→ **What to work on**:
Reproduce the listing in full. Omit the pictures.

→ **Data excerpts**:
—————
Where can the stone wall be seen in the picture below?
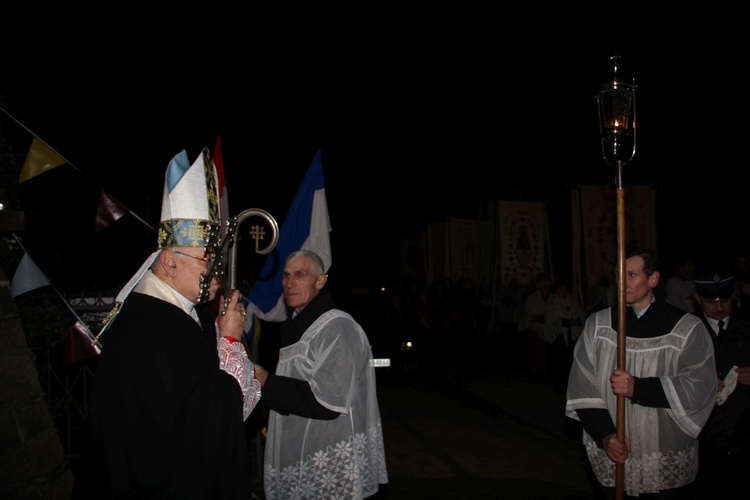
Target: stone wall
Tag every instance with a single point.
(32, 460)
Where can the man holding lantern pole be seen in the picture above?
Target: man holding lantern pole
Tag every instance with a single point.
(669, 383)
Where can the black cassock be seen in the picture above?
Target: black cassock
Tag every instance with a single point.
(165, 421)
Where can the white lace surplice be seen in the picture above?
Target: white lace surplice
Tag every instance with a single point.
(233, 359)
(340, 458)
(664, 451)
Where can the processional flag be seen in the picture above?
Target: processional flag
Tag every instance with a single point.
(27, 277)
(306, 227)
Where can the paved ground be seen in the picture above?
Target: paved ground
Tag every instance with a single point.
(502, 434)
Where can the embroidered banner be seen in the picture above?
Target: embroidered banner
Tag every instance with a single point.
(524, 242)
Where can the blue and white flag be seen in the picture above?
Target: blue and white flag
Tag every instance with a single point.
(27, 277)
(306, 227)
—————
→ **Result of this exercise**:
Where can the stone wall be seen in the picture below?
Target: stone wall
Tag every instance with a single point.
(32, 460)
Where can the man holding lantern pole be seen in the picture above?
Target: man holding lantern pole
Tag every instance with a single point.
(669, 383)
Where can the black cassock be seen in the picture above?
Target: black cassock
Tag every instance with a single point.
(165, 421)
Where can the white lace surplice be seen in the picture above?
Target: white lace surplice
Tag every instance with a single point.
(233, 359)
(340, 458)
(664, 451)
Where can the processional flag be seen in the picture above?
Target: processional flag
Tag every instance with a single point.
(27, 277)
(306, 227)
Where can the paved ground be seen in the picture above?
Target: paved ground
Tag every instance with a single point.
(502, 434)
Where can the embroidered banner be seen in the picture above?
Target: embroidered banner
Tag every instance with a single point.
(524, 242)
Where can the blue and white flag be seen in the picture above?
Target: blue and white flag
Tag every instance with a single point.
(27, 277)
(306, 227)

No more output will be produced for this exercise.